■ Records for the exercise
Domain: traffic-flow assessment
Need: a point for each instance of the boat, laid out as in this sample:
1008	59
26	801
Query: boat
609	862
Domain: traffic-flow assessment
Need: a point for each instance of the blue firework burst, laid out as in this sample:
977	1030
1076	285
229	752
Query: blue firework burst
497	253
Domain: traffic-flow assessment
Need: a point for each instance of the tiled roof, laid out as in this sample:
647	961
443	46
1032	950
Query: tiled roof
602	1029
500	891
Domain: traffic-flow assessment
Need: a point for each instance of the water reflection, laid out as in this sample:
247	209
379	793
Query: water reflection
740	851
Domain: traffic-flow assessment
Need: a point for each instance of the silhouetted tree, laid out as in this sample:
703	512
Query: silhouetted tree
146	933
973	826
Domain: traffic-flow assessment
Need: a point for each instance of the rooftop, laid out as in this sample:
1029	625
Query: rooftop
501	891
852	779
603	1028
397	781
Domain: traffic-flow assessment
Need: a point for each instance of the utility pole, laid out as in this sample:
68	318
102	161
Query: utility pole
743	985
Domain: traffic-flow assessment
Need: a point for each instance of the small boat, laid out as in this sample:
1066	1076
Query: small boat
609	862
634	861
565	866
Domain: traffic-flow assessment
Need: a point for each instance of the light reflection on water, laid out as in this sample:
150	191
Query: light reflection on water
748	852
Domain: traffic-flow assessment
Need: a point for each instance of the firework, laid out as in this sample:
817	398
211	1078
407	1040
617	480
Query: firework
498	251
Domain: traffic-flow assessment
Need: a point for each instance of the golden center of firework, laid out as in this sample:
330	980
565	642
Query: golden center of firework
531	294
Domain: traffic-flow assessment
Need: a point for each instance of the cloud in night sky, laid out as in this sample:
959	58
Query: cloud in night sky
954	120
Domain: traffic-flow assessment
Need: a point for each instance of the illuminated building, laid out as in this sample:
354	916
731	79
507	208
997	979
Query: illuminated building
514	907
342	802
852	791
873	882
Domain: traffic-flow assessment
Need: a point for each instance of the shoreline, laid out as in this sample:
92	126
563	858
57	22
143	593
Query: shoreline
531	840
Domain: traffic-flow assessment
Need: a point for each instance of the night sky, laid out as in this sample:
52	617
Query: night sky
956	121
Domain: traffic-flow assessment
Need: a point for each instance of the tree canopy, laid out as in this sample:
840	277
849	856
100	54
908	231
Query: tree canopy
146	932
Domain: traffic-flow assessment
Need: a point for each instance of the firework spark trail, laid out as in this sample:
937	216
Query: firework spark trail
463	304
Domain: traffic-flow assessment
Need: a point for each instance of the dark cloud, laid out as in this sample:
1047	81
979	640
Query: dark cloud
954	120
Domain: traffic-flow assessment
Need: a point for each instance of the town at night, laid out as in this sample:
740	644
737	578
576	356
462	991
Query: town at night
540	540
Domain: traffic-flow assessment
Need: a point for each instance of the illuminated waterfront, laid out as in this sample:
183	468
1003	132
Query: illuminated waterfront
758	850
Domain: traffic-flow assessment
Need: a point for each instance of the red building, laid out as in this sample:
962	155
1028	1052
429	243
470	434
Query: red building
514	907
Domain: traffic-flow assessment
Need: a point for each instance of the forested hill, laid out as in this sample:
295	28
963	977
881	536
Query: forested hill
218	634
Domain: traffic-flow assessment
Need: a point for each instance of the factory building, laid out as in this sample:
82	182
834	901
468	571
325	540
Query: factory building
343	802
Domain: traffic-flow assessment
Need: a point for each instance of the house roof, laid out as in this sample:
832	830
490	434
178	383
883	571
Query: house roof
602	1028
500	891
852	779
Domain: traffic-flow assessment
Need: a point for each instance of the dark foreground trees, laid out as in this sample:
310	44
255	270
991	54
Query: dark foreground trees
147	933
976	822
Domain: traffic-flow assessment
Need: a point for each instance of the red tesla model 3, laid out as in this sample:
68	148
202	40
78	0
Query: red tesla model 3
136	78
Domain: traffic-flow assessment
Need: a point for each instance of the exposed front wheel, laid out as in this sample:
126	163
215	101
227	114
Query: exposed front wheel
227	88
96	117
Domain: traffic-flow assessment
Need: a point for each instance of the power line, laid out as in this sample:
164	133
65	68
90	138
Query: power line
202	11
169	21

■ Stated problem
State how many lines of the rows above contain the string "wheel", treating case as significant. Give only the number.

■ Output
2